BEGIN Data lines
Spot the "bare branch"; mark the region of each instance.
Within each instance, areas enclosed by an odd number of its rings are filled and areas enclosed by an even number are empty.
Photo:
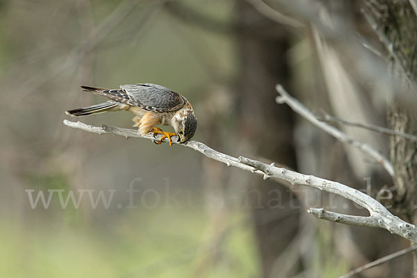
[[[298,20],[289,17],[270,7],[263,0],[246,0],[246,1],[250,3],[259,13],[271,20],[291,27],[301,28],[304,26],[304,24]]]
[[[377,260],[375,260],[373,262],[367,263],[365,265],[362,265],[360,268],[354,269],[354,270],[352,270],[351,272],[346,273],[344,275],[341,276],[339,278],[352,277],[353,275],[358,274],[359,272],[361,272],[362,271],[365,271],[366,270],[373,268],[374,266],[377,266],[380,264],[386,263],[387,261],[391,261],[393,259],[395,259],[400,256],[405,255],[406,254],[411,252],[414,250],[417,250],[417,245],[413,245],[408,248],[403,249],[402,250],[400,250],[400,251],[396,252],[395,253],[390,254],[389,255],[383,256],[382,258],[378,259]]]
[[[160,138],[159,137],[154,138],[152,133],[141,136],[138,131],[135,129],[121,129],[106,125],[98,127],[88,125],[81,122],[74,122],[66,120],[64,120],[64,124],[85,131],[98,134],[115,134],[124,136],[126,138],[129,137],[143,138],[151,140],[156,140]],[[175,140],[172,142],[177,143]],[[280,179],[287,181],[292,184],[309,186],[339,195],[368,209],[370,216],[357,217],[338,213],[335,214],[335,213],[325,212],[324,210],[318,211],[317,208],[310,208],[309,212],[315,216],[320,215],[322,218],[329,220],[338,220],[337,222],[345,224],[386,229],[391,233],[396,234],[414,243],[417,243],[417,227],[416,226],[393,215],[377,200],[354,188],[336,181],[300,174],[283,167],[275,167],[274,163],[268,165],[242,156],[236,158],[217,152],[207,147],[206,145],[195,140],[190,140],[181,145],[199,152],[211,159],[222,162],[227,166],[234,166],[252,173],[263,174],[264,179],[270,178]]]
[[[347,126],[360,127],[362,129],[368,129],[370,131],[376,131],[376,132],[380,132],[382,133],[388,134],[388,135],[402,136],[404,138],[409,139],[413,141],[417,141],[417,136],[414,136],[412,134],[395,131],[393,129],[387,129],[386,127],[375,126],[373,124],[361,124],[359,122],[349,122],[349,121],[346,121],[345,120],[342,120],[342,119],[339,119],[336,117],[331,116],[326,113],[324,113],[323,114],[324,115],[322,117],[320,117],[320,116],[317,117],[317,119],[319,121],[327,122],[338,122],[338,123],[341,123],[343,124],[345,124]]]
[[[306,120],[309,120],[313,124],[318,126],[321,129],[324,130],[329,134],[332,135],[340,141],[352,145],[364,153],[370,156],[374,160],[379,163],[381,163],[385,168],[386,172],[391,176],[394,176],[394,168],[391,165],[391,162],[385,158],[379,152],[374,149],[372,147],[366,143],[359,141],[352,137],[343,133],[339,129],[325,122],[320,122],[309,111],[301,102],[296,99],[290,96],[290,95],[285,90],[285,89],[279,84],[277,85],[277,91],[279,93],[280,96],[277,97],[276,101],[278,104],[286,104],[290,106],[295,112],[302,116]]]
END Data lines
BEGIN Data lines
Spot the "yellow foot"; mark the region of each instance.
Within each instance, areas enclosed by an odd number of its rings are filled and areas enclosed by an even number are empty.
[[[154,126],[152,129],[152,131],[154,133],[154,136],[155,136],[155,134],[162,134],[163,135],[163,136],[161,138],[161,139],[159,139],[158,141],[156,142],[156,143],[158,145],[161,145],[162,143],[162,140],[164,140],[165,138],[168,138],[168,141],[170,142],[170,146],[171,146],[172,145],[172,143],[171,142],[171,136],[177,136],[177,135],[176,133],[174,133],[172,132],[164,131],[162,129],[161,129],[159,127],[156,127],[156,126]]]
END Data lines
BEGIN Data lines
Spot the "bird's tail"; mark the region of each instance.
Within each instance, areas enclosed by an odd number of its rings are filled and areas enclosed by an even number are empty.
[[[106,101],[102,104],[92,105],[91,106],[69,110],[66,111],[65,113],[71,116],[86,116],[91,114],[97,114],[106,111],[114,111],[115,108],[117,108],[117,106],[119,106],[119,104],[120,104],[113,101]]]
END Data lines
• Challenge:
Copy out each line above that contains the string "Spot". Case counts.

• Task answer:
Spot the "bare branch"; mark the region of each instance.
Spot the "yellow foot"; mark the region of each instance.
Spot the "bird's tail"; mark the region of each instance.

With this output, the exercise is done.